»»
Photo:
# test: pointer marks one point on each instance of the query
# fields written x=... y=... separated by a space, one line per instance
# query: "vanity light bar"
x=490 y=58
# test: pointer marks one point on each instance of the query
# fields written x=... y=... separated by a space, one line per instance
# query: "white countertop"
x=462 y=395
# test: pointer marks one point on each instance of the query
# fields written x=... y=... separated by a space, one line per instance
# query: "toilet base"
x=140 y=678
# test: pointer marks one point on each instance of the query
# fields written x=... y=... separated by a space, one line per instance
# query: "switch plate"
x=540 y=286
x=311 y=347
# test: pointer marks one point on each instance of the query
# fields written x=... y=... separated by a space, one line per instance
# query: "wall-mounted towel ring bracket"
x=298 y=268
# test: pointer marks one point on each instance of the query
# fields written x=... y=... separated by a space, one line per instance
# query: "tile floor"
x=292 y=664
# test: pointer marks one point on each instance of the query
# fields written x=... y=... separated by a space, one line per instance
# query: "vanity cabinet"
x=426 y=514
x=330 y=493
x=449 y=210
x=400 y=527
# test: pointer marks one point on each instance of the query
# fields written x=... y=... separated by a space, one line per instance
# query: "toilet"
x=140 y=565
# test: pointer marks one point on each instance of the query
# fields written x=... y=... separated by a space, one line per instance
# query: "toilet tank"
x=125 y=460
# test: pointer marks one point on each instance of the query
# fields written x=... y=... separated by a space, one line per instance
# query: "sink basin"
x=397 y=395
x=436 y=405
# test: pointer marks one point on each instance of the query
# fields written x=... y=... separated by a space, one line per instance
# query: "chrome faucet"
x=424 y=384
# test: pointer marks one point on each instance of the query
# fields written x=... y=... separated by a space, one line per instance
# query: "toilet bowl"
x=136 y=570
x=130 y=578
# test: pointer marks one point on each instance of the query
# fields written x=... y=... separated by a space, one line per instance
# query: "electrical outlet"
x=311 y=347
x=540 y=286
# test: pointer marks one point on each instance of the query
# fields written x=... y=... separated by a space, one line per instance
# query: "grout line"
««
▸ **TASK TO CARRY OUT**:
Retype each record exactly, leaving nothing out.

▸ **ANSWER TO THIS EXERCISE**:
Photo:
# test: pointer marks one point on each instance of the query
# fields written x=... y=... separated by a space, one line per instance
# query: "vanity light bar"
x=490 y=58
# test: pointer marks one point on each instance of the query
# fields written x=... y=... separated by a space, one line per instance
# query: "white countertop"
x=462 y=395
# test: pointer marks one point on each instance of the query
# fields written x=... y=... separated by a space, one line per instance
# query: "toilet base"
x=140 y=678
# test: pointer marks one point on each instance of the query
# fields written x=... y=... separated by a space, one line per instance
# query: "switch plate"
x=540 y=286
x=311 y=347
# test: pointer marks one point on each instance of the query
# fields written x=... y=... separated by a space, one line per instance
# query: "wall-mounted towel ring bracket"
x=298 y=268
# test: pointer marks one point on each instance of the query
# fields written x=... y=... separated by a space, one line per instance
# query: "tile floor"
x=292 y=664
# test: pointer marks one point on each instance of the query
# fields written x=... y=... separated by a space, one line per instance
# query: "vanity cabinet"
x=426 y=514
x=330 y=493
x=449 y=210
x=400 y=527
# test: pointer marks one point on each instance of the query
# fields written x=... y=... separated by a space, one line per instance
# query: "toilet"
x=140 y=565
# test: pointer marks one point on each instance of the query
# fields written x=... y=... separated by a space, one line per instance
# query: "toilet tank"
x=125 y=460
# test: pointer marks one point on each instance of the query
# fields written x=... y=... separated by a space, one line per instance
# query: "sink basin"
x=397 y=395
x=436 y=405
# test: pointer marks one point on each instance of the query
# fields written x=... y=... separated by a space, one line per instance
# query: "chrome faucet"
x=424 y=384
# test: pointer marks one point on each instance of the query
# fields written x=... y=... separated by a space, one line per instance
# query: "toilet bowl"
x=136 y=570
x=130 y=578
# test: pointer marks one point on each instance of the query
# fields written x=... y=... separated by a space, one line per instance
# query: "electrical outlet"
x=311 y=347
x=540 y=286
# test: pointer marks one point on each instance of the query
# fields written x=... y=... separated by a space, one line per instance
# query: "grout line"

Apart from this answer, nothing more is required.